WRITTEN REQUEST. Extract the stretch of lines that starts at the line with "381, row 29." and ends at the last line of the data below. Give it exactly, without pictures.

§ §

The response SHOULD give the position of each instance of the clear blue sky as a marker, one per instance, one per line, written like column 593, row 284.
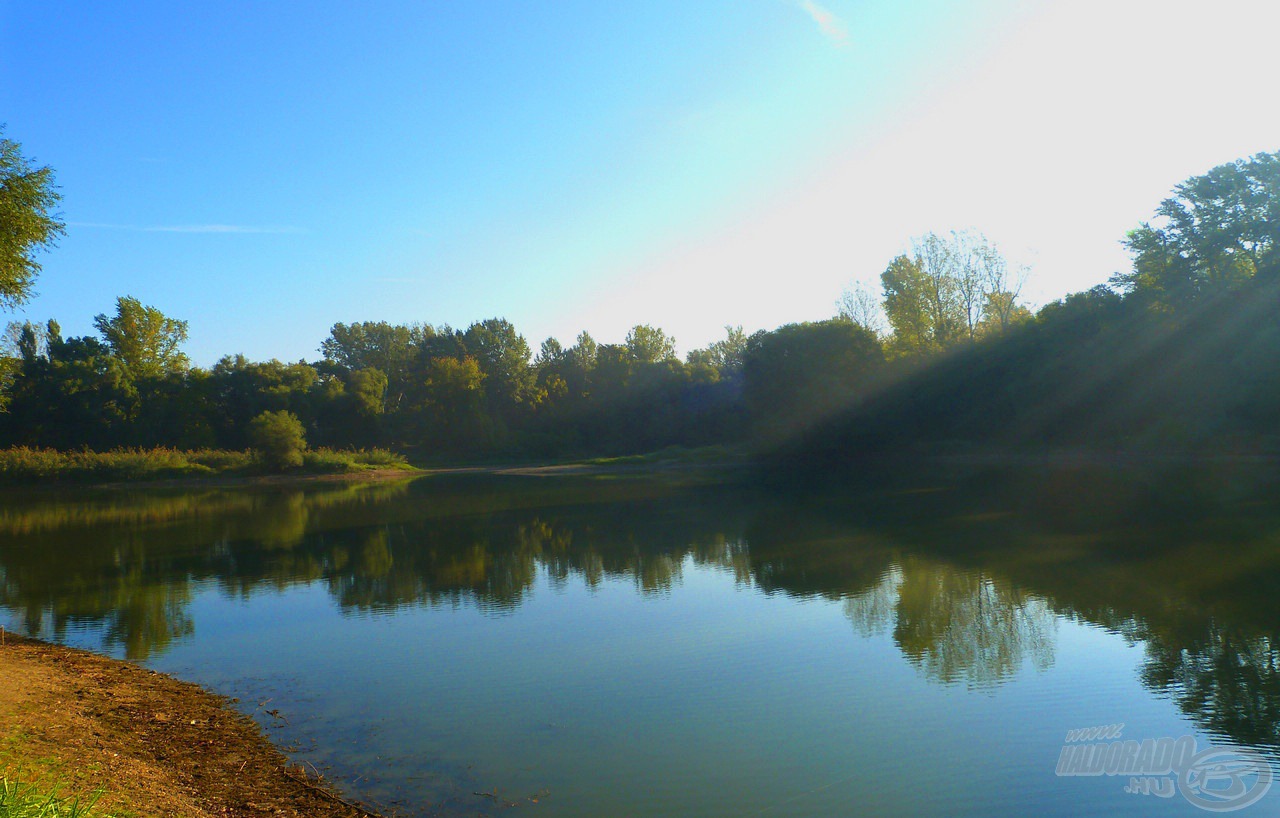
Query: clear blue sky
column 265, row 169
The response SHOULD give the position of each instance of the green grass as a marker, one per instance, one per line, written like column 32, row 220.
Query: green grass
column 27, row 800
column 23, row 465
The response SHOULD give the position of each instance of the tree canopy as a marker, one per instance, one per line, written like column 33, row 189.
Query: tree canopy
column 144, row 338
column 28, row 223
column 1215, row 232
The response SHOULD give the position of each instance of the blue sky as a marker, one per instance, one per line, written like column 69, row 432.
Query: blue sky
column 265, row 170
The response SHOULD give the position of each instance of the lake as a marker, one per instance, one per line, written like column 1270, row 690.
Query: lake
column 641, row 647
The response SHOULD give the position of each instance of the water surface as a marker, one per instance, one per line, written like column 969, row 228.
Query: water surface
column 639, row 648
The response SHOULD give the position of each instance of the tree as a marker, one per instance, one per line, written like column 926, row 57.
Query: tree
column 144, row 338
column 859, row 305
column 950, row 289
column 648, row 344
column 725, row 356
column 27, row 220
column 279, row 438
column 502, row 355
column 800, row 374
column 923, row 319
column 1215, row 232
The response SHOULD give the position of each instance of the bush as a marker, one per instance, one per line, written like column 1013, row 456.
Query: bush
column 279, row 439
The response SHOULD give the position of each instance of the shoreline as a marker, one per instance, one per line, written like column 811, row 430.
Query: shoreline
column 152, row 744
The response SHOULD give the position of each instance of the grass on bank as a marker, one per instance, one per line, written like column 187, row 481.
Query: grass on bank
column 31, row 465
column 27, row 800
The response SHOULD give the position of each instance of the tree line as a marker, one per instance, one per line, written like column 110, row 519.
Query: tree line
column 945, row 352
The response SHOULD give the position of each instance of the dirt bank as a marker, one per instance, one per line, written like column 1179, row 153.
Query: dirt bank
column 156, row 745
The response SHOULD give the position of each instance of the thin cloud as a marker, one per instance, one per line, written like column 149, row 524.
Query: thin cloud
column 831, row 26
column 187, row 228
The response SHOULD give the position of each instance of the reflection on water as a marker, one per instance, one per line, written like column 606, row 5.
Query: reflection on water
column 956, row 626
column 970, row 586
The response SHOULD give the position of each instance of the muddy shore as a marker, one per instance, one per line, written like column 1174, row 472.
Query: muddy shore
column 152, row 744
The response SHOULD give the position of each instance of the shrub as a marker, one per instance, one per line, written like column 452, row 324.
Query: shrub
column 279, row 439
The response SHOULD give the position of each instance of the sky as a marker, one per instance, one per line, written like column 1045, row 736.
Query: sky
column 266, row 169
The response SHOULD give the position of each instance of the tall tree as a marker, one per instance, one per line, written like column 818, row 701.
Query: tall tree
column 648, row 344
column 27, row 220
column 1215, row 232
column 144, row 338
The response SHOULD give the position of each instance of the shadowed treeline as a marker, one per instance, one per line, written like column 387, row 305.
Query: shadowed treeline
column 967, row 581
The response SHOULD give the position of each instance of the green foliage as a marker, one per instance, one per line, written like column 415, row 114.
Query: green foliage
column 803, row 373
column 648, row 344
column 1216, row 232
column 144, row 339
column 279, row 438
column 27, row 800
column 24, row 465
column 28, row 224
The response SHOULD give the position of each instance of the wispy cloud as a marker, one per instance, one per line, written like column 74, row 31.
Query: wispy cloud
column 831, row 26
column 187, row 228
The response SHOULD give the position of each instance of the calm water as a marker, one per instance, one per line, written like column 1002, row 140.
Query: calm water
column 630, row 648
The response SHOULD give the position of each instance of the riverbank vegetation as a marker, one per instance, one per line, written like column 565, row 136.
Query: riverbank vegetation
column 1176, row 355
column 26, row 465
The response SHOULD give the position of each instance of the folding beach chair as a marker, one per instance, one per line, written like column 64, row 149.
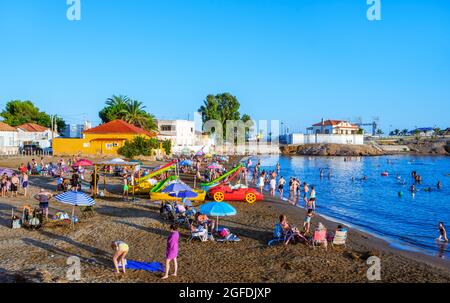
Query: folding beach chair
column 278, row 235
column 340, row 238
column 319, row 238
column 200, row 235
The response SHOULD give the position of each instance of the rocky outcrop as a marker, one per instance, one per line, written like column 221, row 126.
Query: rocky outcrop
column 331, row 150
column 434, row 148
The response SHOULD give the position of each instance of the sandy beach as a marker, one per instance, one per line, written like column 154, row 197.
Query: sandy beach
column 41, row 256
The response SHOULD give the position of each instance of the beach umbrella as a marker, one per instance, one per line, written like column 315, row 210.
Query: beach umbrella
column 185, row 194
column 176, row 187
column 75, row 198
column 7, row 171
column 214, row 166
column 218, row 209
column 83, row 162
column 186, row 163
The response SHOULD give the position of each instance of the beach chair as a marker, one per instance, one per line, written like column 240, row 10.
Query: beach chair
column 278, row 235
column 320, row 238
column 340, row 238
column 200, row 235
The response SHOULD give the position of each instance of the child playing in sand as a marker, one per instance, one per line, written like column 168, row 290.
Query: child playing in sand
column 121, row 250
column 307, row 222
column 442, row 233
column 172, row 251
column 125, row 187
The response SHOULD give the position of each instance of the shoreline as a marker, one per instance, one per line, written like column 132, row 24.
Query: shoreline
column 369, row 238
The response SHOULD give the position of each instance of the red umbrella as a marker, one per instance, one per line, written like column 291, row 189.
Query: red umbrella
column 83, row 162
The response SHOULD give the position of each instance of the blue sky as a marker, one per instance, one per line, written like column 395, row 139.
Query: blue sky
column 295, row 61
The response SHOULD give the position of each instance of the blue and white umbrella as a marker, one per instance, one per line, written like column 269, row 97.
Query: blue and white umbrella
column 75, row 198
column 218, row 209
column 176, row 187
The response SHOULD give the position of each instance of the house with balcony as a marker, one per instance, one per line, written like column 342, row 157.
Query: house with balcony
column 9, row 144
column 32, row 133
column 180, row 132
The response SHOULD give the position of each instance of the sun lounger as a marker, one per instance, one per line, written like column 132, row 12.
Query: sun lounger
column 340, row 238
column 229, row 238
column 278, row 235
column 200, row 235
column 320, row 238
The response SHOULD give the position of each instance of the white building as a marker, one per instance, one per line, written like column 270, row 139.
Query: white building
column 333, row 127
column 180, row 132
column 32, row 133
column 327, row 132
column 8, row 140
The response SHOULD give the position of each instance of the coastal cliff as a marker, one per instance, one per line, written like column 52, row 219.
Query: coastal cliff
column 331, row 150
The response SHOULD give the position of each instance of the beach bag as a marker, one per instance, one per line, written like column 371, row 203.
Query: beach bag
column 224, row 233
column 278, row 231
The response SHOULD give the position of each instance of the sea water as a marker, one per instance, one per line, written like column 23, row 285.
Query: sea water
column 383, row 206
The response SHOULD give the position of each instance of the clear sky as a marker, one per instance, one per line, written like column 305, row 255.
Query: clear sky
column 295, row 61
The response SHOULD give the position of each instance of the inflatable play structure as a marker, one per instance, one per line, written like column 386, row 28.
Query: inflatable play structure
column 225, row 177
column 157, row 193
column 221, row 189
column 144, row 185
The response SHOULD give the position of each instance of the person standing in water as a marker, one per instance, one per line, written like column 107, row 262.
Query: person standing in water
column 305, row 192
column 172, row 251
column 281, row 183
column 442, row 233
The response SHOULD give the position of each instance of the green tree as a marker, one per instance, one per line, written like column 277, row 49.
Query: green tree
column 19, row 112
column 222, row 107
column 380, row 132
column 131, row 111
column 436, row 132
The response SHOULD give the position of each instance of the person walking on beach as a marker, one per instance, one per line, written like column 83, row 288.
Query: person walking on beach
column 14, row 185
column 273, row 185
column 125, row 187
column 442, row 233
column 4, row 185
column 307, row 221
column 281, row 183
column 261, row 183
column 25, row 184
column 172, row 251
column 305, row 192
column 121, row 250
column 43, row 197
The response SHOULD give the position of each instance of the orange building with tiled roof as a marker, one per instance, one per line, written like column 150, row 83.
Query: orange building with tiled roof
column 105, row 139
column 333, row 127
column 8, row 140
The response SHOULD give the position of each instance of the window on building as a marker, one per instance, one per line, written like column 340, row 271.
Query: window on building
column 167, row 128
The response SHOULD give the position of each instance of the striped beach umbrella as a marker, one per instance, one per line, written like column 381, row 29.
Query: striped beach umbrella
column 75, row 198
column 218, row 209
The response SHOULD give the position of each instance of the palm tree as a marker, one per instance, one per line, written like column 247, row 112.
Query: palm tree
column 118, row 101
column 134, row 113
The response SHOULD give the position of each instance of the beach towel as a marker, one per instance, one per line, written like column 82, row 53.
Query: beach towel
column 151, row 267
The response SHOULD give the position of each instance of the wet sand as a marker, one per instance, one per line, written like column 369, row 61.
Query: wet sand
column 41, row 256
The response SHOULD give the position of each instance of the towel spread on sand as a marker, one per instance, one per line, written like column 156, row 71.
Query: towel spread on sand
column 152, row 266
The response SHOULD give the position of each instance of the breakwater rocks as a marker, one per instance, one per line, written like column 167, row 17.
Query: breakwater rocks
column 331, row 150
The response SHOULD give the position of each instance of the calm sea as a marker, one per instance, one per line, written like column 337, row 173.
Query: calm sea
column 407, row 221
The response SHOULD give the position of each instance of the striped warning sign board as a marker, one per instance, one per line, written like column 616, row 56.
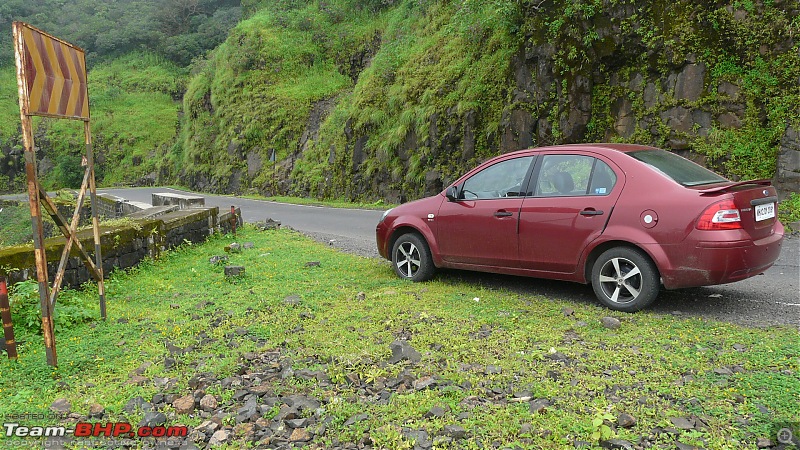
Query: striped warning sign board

§ §

ANSWER IN FULL.
The response SHOULD give the position of each instance of the striped beach umbrella as a marker, one per instance, one per line, written like column 381, row 29.
Query: striped beach umbrella
column 75, row 198
column 218, row 209
The response SHOULD give the position of each instance of the palm tree as a marker, one per instance, one per line, written like column 247, row 112.
Query: palm tree
column 118, row 101
column 134, row 113
The response SHOULD give the position of each instance of the beach towel as a marker, one per instance, one per line, written like column 82, row 53.
Query: beach towel
column 151, row 267
The response SHOULD give the position of each instance of the wet sand as a marker, one per instance, one per line, written like column 369, row 61.
Query: wet sand
column 41, row 256
The response SHOULD give the position of each instance of the towel spread on sand as a marker, one per instance, one per line, written like column 156, row 71.
Query: towel spread on sand
column 152, row 266
The response SHOULD give the position of each instance of the breakwater rocks as a marker, one per instance, one per line, written like column 167, row 17.
Query: breakwater rocks
column 331, row 150
The response SHOULD give the position of each instance of the calm sea as a marker, one per instance, one per line, written like column 337, row 173.
Query: calm sea
column 407, row 221
The response SHOULD give the position of each instance of the striped warning sign board as a marker, one per instance, one per line, written like column 616, row 56.
Query: striped warning sign board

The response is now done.